"Working Class Hero" is a song by John Lennon from his 1970 album John Lennon/Plastic Ono Band, his first album after the break-up of the Beatles.

Theme
Stridently political, the song is a commentary on the difference between social classes. According to Lennon, it is about working class people being processed into the middle classes, into the "machine". Lennon also said, "I think it's a revolutionary song – it's really just revolutionary. I just think its concept is revolutionary. I hope it's for workers and not for tarts and fags. I hope it's about what Give Peace a Chance was about. But I don't know – on the other hand, it might just be ignored. I think it's for the people like me who are working class, who are supposed to be processed into the middle classes, or into the machinery. It's my experience, and I hope it's just a warning to people, Working Class Hero."

The song continued a string of political Lennon recordings that began in 1968 with the Beatles' "Revolution" and continued in 1972 with the release of Some Time in New York City.

Recording and sound
Recorded at EMI Studios on 27 September 1970, the song features only Lennon, singing and playing an acoustic guitar as his backing. The chord progression is very simple, and builds on A-minor and G-major, with a short detour to D-major in one line of the chorus. Lennon's strumming technique includes a riff with a hammer-on pick of the E note on the D string and then an open A string. The tone and style of the song is similar to that of "Masters of War" and "North Country Blues" by Bob Dylan, a known influence of Lennon. Both are based on Jean Ritchie's arrangement of the traditional English folk song, "Nottamun Town". The recording is the composite of two different takes: the tone of the guitar and vocal changes between 1:24 and 1:45 for the verse "When they've tortured and scared you".

Reception
Classic Rock critic Rob Hughes rated "Working Class Hero" as Lennon's 4th best political song, saying that "The class wars provide the impetus for Lennon’s searing commentary on the repressive nature of institutional power."  Ultimate Classic Rock critic Nick DeRiso rated it as Lennon's 4th greatest solo political song, calling it "one of Lennon's most brutally frank and emotionally gripping moments."

AIM A: Summarize the passage about "Working Class Hero" in two sentences.
AIM B: Print the portion of the "Working Class Hero" passage between "The song continued" and "New York City.", inclusive.
The lines after this point are separate material and are not part of the text.

ENTRIES SUPPLIED:
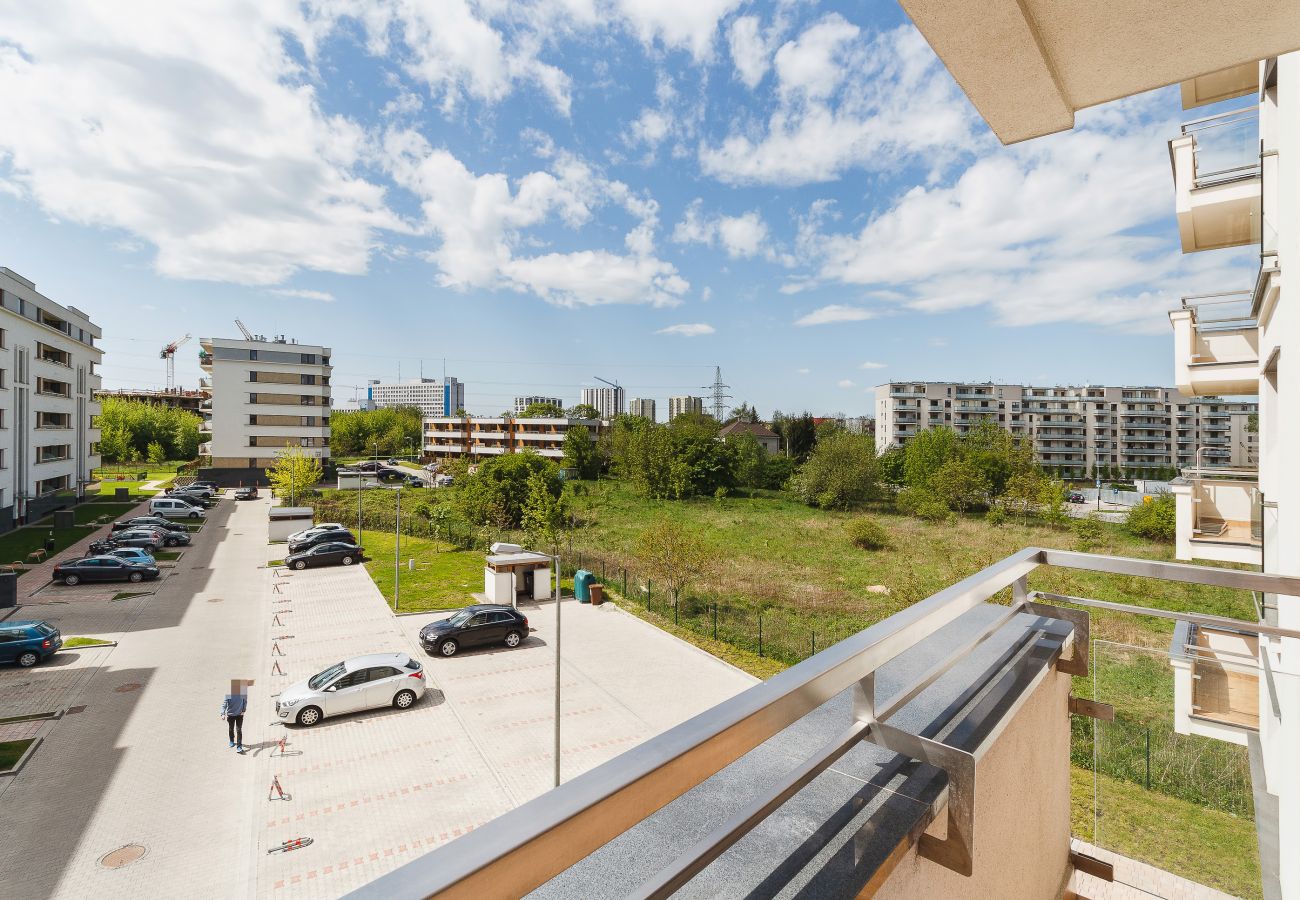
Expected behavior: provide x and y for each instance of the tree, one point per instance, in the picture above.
(674, 554)
(294, 472)
(840, 472)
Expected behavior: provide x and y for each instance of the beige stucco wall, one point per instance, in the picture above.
(1022, 813)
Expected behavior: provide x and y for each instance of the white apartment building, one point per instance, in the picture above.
(264, 396)
(680, 405)
(606, 401)
(1083, 429)
(476, 437)
(524, 402)
(640, 406)
(430, 396)
(48, 431)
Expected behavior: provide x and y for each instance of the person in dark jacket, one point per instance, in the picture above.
(233, 709)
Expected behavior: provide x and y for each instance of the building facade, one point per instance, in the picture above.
(263, 397)
(48, 431)
(430, 396)
(1079, 431)
(638, 406)
(606, 401)
(524, 402)
(680, 405)
(477, 438)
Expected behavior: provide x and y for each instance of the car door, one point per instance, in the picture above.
(349, 693)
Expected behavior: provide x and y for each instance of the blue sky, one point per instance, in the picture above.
(546, 191)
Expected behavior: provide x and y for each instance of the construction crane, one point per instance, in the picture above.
(169, 355)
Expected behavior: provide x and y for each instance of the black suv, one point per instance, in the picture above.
(475, 626)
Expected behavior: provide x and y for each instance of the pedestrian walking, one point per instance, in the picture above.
(233, 709)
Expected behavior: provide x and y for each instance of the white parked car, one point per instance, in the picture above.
(315, 529)
(369, 682)
(174, 509)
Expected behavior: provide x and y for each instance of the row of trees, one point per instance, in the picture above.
(386, 432)
(135, 431)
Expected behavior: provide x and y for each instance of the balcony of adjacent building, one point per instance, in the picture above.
(1216, 346)
(1216, 164)
(1220, 511)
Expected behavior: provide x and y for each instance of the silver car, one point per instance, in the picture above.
(369, 682)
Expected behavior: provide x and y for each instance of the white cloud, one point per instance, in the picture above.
(324, 297)
(848, 99)
(835, 312)
(694, 329)
(191, 130)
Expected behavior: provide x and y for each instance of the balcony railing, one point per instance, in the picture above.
(533, 844)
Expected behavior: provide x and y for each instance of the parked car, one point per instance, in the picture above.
(152, 520)
(133, 554)
(27, 641)
(174, 507)
(475, 626)
(315, 529)
(103, 569)
(332, 553)
(369, 682)
(321, 537)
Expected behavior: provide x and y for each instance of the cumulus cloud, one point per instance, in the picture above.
(694, 329)
(832, 314)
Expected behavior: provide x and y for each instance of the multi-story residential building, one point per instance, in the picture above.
(524, 402)
(263, 397)
(680, 405)
(1083, 429)
(642, 407)
(48, 432)
(476, 437)
(606, 401)
(430, 396)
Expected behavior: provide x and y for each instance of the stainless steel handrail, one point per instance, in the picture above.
(523, 849)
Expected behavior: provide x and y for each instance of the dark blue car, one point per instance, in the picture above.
(29, 641)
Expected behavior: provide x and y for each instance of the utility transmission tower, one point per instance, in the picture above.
(719, 393)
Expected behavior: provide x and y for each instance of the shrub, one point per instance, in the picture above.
(867, 533)
(1155, 519)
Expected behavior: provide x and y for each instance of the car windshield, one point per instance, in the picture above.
(321, 679)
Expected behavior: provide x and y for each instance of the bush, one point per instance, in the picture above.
(1155, 519)
(867, 535)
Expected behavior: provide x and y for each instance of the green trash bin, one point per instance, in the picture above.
(583, 582)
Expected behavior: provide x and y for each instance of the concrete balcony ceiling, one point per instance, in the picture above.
(1028, 65)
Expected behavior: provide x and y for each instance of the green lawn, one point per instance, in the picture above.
(443, 576)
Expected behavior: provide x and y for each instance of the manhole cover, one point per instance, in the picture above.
(122, 856)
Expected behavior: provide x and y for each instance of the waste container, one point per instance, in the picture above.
(583, 582)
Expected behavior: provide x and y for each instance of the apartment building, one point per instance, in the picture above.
(606, 401)
(476, 437)
(524, 402)
(680, 405)
(638, 406)
(48, 432)
(1080, 429)
(263, 397)
(430, 396)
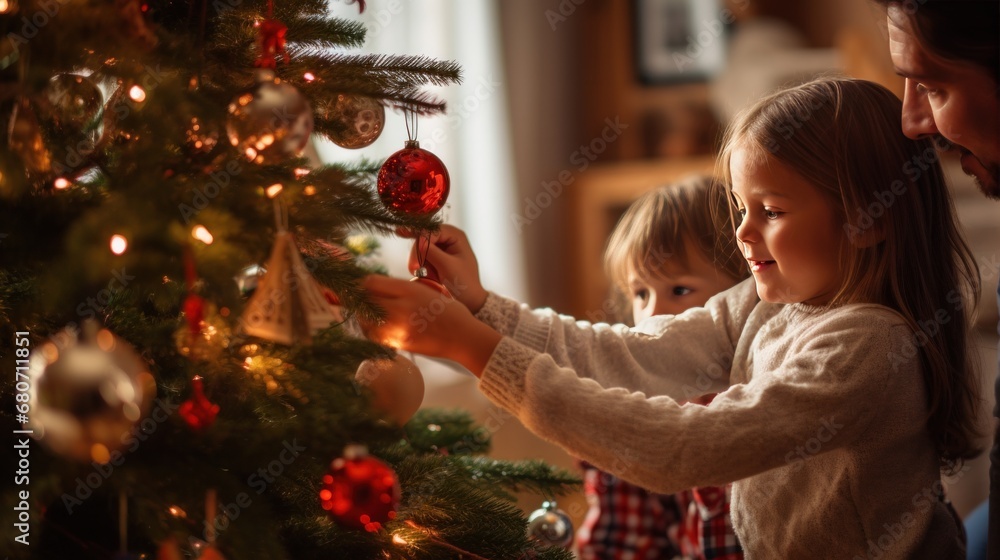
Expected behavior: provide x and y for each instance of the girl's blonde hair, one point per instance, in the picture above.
(902, 247)
(660, 224)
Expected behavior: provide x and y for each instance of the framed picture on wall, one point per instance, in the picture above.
(680, 40)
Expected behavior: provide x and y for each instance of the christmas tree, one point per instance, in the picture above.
(178, 285)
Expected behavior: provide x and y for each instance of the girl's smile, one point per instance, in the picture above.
(788, 230)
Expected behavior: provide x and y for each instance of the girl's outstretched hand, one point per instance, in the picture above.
(423, 320)
(451, 261)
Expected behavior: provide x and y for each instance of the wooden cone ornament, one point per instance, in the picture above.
(288, 305)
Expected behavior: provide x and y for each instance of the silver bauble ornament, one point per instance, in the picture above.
(87, 392)
(357, 120)
(71, 101)
(248, 278)
(396, 384)
(550, 526)
(271, 122)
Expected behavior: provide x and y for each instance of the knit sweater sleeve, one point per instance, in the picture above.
(835, 371)
(617, 356)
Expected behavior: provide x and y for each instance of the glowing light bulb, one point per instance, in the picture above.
(118, 244)
(202, 234)
(137, 94)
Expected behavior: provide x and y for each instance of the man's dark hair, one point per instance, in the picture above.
(957, 29)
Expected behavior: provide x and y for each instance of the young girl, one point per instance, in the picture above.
(666, 255)
(843, 364)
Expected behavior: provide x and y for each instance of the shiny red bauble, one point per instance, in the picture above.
(413, 181)
(360, 491)
(198, 412)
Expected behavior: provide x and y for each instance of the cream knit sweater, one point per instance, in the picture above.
(820, 423)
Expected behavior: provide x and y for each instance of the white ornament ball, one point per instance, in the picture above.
(271, 122)
(87, 393)
(550, 526)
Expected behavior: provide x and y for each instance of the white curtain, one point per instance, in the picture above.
(472, 138)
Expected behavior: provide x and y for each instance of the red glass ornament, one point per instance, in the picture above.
(194, 313)
(413, 181)
(271, 42)
(360, 491)
(198, 412)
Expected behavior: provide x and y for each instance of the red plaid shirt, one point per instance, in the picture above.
(626, 522)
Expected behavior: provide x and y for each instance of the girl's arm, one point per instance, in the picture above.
(839, 378)
(680, 356)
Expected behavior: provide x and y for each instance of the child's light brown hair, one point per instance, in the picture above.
(901, 247)
(662, 223)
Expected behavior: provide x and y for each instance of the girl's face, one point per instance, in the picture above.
(677, 287)
(789, 232)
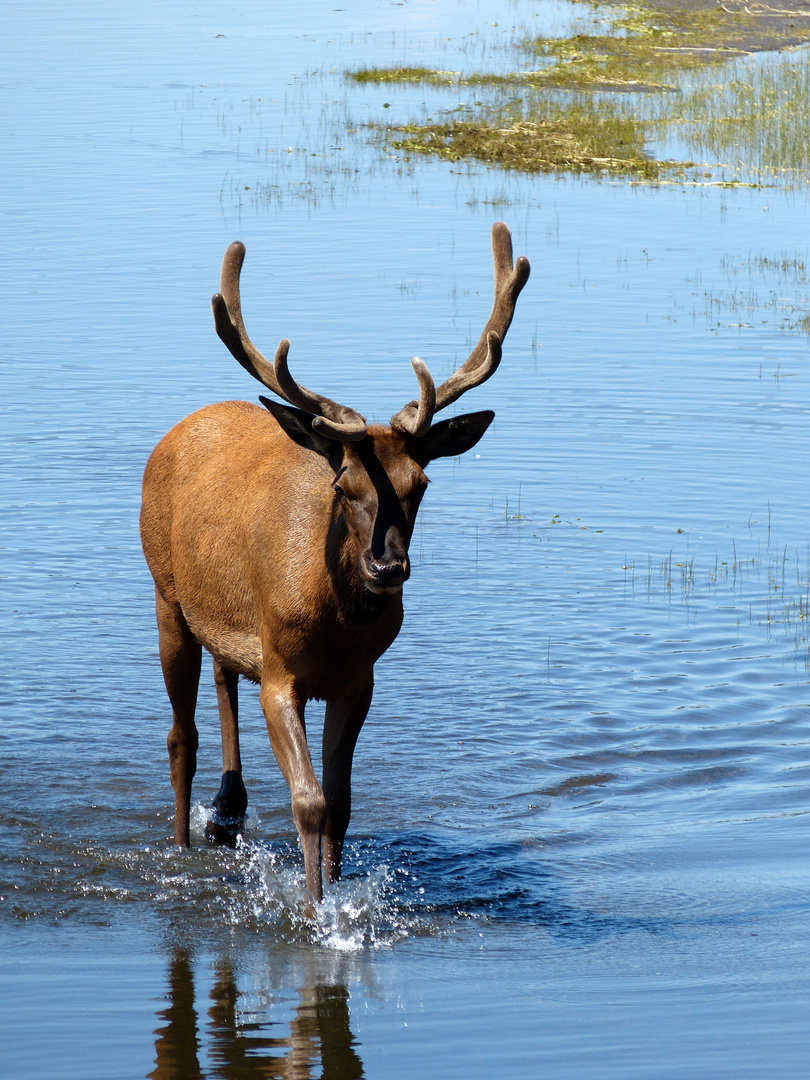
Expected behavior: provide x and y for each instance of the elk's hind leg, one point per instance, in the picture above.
(231, 799)
(180, 657)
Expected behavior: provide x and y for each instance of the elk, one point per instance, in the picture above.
(278, 539)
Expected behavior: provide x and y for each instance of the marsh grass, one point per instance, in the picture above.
(556, 139)
(682, 79)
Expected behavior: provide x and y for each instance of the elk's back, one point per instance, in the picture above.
(232, 517)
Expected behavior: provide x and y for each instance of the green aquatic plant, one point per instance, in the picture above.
(594, 103)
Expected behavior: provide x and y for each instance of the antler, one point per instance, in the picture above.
(333, 420)
(416, 417)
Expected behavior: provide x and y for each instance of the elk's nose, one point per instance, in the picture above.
(390, 571)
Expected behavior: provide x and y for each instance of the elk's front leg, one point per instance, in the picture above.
(341, 727)
(284, 714)
(231, 800)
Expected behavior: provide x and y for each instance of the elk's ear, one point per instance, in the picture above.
(298, 426)
(454, 436)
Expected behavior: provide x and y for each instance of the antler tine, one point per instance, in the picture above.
(484, 360)
(227, 308)
(334, 420)
(427, 406)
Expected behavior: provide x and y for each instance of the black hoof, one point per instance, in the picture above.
(230, 804)
(224, 831)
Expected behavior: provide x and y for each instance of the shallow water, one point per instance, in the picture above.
(580, 821)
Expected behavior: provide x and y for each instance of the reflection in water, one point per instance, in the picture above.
(239, 1048)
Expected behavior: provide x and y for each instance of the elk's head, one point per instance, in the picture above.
(379, 471)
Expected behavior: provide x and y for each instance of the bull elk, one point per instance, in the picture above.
(278, 539)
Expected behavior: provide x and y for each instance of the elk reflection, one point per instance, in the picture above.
(319, 1039)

FULL ANSWER A: "Working Class Hero" is a song from John Lennon's 1970 album John Lennon/Plastic Ono Band, recorded with only Lennon singing and playing acoustic guitar, and he described it as a revolutionary song about working class people being processed into the middle classes. Its tone and style resemble songs by Bob Dylan, and critics Rob Hughes and Nick DeRiso each placed it fourth in their rankings of Lennon's political songs.

FULL ANSWER B:
The song continued a string of political Lennon recordings that began in 1968 with the Beatles' "Revolution" and continued in 1972 with the release of Some Time in New York City.